Segment Start: RECORDED DATA

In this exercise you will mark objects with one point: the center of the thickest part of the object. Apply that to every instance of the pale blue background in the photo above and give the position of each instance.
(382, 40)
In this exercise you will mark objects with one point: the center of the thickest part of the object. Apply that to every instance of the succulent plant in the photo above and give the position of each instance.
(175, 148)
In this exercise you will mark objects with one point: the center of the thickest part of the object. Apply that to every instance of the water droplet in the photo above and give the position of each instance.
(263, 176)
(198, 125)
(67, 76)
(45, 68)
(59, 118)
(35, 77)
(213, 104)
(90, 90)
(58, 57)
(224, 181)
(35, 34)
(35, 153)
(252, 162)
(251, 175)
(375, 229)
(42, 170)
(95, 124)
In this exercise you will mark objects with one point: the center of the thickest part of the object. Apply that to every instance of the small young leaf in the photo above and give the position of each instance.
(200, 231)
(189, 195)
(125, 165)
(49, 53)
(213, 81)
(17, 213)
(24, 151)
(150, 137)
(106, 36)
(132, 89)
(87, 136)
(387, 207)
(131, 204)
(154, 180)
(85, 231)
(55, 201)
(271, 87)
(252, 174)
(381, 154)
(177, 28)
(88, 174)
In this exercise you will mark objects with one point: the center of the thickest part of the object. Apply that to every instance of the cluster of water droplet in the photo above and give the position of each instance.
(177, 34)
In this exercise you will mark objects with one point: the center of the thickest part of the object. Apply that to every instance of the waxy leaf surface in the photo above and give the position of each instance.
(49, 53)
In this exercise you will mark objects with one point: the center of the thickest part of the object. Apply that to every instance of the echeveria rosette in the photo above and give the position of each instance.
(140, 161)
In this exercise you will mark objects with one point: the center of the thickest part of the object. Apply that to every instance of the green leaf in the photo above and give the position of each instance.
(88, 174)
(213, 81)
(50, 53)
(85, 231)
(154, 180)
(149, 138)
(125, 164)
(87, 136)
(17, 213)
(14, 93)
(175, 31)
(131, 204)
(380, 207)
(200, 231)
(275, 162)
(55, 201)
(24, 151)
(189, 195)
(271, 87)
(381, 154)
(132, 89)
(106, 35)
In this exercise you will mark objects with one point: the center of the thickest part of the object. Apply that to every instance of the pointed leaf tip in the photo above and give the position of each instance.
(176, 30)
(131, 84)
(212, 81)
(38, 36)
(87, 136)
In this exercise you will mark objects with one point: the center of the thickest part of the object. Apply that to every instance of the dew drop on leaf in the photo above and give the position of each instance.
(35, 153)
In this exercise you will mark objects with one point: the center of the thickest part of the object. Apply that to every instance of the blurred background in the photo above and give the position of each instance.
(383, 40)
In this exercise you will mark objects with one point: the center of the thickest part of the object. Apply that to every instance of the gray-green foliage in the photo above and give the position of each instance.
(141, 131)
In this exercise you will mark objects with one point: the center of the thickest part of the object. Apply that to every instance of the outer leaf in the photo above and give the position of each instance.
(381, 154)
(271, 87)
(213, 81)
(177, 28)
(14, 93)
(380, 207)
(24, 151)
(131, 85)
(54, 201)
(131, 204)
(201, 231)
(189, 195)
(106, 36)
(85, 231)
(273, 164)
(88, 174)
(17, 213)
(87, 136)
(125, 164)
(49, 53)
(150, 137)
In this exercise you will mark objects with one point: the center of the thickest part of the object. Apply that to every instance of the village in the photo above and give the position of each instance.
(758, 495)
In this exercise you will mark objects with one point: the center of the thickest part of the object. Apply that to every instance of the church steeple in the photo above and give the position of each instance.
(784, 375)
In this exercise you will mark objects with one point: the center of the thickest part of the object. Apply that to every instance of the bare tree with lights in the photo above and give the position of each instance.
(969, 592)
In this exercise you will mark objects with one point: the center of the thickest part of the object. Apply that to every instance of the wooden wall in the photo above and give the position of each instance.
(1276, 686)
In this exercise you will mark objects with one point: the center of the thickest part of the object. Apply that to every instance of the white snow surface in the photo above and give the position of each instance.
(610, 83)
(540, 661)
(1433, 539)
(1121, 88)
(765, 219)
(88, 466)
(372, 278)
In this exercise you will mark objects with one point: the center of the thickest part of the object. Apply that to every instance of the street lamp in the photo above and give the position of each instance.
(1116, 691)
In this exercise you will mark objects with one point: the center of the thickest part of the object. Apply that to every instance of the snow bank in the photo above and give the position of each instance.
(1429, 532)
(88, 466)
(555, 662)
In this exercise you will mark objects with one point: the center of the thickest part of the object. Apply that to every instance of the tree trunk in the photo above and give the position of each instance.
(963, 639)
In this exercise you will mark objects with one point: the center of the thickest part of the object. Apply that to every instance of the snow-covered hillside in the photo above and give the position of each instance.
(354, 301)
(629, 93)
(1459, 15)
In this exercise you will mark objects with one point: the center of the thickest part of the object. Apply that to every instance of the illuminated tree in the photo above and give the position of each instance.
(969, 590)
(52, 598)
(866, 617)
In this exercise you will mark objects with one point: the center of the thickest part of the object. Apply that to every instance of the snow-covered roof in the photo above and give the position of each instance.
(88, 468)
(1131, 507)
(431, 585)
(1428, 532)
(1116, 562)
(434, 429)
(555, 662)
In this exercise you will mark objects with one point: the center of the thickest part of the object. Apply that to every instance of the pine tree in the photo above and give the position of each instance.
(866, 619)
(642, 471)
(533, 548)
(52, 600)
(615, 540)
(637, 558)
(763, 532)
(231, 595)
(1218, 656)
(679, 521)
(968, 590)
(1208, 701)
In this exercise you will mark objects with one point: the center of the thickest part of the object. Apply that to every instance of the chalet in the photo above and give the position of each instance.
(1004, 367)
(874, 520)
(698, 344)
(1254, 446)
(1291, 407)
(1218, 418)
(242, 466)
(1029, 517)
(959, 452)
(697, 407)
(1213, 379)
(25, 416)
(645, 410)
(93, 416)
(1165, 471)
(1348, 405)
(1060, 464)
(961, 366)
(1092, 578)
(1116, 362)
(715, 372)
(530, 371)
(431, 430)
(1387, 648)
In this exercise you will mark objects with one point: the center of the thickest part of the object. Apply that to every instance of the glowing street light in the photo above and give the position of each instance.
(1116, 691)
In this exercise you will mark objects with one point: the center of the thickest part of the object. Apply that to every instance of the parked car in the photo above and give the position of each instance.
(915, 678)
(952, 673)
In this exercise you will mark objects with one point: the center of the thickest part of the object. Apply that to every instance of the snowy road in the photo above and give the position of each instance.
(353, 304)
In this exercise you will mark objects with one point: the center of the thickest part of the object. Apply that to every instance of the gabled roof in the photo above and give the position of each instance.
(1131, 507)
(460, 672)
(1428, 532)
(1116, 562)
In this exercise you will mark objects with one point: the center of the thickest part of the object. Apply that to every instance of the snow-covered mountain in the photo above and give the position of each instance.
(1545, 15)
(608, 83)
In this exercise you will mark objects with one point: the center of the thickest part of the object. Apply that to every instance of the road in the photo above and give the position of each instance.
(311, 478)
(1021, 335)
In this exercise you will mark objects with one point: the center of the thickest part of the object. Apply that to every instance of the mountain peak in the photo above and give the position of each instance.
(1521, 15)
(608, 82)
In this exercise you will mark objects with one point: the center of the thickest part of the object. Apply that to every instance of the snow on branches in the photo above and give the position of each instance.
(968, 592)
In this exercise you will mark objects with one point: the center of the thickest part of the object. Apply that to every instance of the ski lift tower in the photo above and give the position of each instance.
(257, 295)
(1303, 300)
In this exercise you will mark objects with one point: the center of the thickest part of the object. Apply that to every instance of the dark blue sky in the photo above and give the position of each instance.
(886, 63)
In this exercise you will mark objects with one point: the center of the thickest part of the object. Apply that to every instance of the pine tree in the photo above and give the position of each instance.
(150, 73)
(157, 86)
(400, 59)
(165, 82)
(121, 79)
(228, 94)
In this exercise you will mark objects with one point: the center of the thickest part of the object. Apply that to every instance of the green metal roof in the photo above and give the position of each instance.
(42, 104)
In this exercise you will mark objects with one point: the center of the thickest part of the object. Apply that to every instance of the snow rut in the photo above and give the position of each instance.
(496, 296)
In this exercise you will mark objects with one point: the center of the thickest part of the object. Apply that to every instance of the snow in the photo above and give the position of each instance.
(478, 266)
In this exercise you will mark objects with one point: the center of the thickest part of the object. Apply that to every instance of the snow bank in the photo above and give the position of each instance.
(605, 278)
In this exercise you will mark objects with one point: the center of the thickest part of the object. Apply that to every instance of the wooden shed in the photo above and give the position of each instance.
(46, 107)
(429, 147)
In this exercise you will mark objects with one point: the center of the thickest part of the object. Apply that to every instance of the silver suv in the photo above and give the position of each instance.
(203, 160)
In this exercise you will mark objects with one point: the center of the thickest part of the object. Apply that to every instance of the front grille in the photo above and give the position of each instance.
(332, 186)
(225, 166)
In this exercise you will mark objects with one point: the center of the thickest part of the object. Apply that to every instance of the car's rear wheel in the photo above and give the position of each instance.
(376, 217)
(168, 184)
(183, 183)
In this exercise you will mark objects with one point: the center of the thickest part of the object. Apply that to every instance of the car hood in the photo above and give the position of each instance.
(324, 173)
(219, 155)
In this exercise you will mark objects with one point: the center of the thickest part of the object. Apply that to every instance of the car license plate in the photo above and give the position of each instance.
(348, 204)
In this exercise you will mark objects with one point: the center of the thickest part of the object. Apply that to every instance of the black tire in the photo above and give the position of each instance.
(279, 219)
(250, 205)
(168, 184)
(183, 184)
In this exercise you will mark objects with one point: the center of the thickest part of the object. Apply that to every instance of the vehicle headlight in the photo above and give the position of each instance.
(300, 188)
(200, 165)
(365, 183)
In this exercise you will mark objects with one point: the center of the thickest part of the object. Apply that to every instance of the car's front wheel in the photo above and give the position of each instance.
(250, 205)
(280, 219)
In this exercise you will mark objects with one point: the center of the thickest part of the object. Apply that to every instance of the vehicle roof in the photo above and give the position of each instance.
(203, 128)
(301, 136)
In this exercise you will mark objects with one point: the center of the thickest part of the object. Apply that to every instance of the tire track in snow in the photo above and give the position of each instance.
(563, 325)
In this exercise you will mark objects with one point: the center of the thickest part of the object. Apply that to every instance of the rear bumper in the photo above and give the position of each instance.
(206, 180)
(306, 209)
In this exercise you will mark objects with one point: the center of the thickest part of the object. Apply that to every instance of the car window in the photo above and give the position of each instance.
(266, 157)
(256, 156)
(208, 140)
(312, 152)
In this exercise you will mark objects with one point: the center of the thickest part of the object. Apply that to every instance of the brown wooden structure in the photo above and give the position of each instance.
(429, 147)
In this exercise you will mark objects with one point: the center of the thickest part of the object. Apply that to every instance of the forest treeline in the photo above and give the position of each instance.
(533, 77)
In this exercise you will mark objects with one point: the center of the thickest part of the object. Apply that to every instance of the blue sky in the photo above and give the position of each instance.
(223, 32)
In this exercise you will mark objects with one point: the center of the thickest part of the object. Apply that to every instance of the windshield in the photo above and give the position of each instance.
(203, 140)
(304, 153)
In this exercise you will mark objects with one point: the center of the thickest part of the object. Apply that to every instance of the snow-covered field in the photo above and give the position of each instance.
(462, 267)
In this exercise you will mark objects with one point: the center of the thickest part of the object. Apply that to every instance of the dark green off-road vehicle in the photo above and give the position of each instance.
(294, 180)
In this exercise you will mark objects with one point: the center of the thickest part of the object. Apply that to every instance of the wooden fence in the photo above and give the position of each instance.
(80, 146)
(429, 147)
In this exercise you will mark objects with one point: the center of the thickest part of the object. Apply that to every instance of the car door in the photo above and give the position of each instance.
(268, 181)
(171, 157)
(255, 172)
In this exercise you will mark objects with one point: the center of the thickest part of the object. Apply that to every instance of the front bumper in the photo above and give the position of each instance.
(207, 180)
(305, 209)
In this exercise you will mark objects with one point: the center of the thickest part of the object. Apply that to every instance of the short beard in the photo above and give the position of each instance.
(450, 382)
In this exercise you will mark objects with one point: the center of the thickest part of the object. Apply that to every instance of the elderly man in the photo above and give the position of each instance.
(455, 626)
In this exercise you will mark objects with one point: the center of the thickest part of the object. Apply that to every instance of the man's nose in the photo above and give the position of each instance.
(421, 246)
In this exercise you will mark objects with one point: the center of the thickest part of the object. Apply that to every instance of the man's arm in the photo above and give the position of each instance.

Segment End: RECORDED DATA

● AIM OF THE TASK
Find the line containing "the wooden fence", then output it and every line after it to the end of the data, exactly.

● COMPLETED EXERCISE
In this exercise you will mark objects with one point: the center of the thickest part of the object. Apply that to every instance of the wooden fence in the photo above and give the position of each instance.
(80, 146)
(429, 147)
In this exercise you will mark objects with one point: the center of the thickest part of the object. Apply that to every instance of the car door in the photo above and give the position of each instance.
(268, 181)
(171, 157)
(255, 172)
In this exercise you will mark objects with one point: the center of the thickest part of the object. Apply that to every instance of the front bumper in the photo above and give the position of each instance.
(207, 180)
(305, 209)
In this exercise you will mark objects with one point: the center of the thickest part of the object. Apply that to every instance of the short beard in the photo above and give the position of each instance.
(450, 382)
In this exercise you will mark objects with one point: the center of the thickest part of the object. Apply that to every instance of the elderly man in the photo above and give the position of each instance.
(455, 626)
In this exercise you will mark objects with one point: the center of the thickest part of the object. Apply that to every instance of the man's nose in the photo above and give the position of each instance.
(421, 246)
In this exercise you will mark objects with one point: the center of the thickest part of the object. Apply that to every instance of the man's arm in the photo above and give the position of each instance.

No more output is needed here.